_Activity:_ Restate word for word the entries below, starting with the line with "In this exercise you will put a dot on the calm" and continuing through the line with "In this exercise you will put a dot on the distant". Include both of those lines and no others.

_Entries shown:_
──────────

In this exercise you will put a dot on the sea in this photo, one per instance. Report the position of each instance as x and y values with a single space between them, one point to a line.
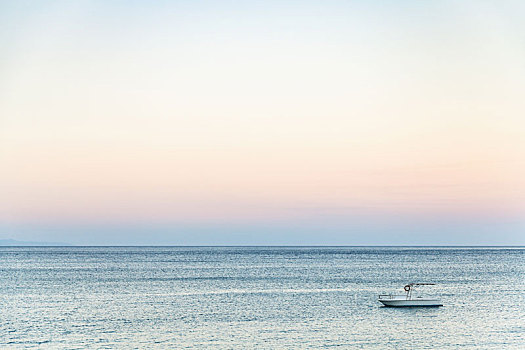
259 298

──────────

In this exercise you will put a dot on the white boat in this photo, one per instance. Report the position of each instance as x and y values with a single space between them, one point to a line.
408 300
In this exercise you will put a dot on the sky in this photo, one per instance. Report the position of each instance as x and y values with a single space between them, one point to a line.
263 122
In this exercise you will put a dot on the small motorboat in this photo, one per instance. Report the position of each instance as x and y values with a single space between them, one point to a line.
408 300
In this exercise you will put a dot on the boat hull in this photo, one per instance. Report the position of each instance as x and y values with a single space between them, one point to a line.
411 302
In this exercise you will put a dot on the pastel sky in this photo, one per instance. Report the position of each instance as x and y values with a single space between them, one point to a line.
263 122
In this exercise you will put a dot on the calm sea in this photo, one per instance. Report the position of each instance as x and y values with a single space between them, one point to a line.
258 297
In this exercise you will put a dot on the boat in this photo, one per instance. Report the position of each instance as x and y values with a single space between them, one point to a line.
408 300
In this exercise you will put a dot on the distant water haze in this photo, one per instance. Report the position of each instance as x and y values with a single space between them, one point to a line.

──────────

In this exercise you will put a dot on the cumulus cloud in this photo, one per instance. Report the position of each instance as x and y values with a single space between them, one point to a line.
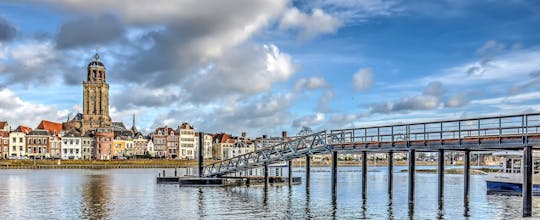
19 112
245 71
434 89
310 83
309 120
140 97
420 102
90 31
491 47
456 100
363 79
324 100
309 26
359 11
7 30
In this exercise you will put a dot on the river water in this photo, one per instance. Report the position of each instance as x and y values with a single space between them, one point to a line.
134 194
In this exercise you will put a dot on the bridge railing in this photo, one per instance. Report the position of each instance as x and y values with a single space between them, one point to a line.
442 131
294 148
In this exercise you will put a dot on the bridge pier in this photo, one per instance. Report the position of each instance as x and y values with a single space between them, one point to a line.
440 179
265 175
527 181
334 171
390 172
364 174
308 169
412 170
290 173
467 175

──────────

_Output for this task:_
In this exercise you will put a dot on the calm sea in this photo, one per instance. Report the position of each instance as x and y values with a single space between them, one point to a line.
258 297
In this exercise you will put a dot on the boat in this photo, one per instance. Report the position of each instance as x and y values with a single space between them, one point to a line.
408 300
In this exercise you will put a dot on the distant water haze in this photo, one per instance. Report the position of each instance as x and y values with a single space between them, one point to a line.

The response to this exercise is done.